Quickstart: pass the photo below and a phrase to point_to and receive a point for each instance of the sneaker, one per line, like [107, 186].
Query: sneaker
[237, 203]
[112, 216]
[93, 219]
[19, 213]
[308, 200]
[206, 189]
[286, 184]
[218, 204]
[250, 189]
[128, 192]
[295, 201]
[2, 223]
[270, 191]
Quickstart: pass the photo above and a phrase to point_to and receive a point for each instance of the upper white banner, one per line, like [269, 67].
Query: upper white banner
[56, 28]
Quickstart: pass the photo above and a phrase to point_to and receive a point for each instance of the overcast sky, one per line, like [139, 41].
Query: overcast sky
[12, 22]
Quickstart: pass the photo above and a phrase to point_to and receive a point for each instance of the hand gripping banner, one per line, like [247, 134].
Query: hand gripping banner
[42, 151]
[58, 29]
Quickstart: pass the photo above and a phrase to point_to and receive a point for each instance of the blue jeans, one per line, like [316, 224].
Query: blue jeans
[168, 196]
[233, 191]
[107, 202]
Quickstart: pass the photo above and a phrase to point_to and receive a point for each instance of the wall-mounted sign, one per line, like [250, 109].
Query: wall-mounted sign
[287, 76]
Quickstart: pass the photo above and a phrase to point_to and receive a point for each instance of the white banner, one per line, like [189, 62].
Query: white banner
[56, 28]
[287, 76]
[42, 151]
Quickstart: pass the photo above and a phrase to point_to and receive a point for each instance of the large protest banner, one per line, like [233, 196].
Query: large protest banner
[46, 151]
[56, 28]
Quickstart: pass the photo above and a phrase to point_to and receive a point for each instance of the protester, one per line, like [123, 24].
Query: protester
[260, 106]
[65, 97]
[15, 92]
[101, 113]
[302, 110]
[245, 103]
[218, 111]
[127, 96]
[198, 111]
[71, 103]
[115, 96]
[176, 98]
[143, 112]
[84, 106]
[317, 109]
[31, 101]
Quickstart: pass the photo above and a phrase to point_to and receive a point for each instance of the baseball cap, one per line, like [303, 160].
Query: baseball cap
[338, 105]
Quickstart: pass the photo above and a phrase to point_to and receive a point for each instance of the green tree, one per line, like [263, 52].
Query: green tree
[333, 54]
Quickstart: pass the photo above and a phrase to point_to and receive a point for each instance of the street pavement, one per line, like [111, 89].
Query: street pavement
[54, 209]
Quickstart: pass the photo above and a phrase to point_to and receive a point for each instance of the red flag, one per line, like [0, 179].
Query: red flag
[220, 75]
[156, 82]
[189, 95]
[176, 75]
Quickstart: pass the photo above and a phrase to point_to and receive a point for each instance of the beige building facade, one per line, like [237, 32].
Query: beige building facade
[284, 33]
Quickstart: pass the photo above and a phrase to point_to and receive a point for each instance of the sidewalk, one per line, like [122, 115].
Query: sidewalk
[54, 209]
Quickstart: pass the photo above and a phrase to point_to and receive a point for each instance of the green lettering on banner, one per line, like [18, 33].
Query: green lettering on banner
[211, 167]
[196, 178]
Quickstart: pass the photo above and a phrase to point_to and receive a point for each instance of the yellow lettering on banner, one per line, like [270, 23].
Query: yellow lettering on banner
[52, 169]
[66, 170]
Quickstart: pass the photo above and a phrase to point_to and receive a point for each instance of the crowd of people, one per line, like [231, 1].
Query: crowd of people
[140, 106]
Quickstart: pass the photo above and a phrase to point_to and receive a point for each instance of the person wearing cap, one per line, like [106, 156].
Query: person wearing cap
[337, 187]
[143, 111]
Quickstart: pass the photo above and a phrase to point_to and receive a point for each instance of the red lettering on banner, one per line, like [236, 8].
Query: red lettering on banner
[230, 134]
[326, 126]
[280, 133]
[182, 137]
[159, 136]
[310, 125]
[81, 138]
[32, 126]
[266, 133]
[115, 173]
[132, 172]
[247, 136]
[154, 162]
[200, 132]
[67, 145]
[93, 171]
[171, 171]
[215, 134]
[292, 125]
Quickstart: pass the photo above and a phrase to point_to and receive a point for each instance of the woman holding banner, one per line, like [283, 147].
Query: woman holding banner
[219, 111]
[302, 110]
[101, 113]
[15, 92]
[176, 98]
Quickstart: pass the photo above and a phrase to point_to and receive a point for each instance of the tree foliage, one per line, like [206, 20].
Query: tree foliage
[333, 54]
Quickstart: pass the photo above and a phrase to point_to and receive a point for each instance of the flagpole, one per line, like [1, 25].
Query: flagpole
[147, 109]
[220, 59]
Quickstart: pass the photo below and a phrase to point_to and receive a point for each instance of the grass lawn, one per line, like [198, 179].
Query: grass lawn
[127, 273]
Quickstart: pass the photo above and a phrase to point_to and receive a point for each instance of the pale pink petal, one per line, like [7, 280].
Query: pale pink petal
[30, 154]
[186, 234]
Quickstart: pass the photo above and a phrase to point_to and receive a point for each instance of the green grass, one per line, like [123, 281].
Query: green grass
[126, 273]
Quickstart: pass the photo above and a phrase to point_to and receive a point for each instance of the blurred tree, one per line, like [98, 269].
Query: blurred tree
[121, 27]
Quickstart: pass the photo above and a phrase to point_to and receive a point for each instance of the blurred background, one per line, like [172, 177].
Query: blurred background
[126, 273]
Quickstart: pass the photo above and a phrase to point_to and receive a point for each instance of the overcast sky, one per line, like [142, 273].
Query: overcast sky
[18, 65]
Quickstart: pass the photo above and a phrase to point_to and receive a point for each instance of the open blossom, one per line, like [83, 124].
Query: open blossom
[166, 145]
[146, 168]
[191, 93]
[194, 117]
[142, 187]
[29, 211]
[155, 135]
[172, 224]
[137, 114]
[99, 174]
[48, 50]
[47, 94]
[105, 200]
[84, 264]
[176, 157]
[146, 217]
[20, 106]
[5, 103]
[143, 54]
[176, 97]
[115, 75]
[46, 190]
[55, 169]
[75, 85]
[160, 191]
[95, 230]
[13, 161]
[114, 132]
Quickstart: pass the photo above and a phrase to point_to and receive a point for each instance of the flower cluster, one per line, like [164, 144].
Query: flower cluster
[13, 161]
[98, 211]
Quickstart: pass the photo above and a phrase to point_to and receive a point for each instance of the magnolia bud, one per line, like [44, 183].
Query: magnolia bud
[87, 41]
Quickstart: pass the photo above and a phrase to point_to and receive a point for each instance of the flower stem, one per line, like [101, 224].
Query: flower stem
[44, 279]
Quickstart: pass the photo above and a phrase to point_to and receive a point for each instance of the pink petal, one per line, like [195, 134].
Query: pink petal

_PROBLEM DESCRIPTION_
Reproduce exactly the lines of the records above from the one with "like [263, 52]." to the one with "like [111, 89].", both included, and leave out everything else.

_RESPONSE TO THIS EXERCISE_
Quickstart: pass the photo above and a phrase to point_to and receive a point for each instance of the green tree, one per line, like [263, 52].
Query: green tree
[333, 54]
Quickstart: pass the photo above and a phrase to point_to and receive a point for each instance of the street pavement, one per line, like [111, 89].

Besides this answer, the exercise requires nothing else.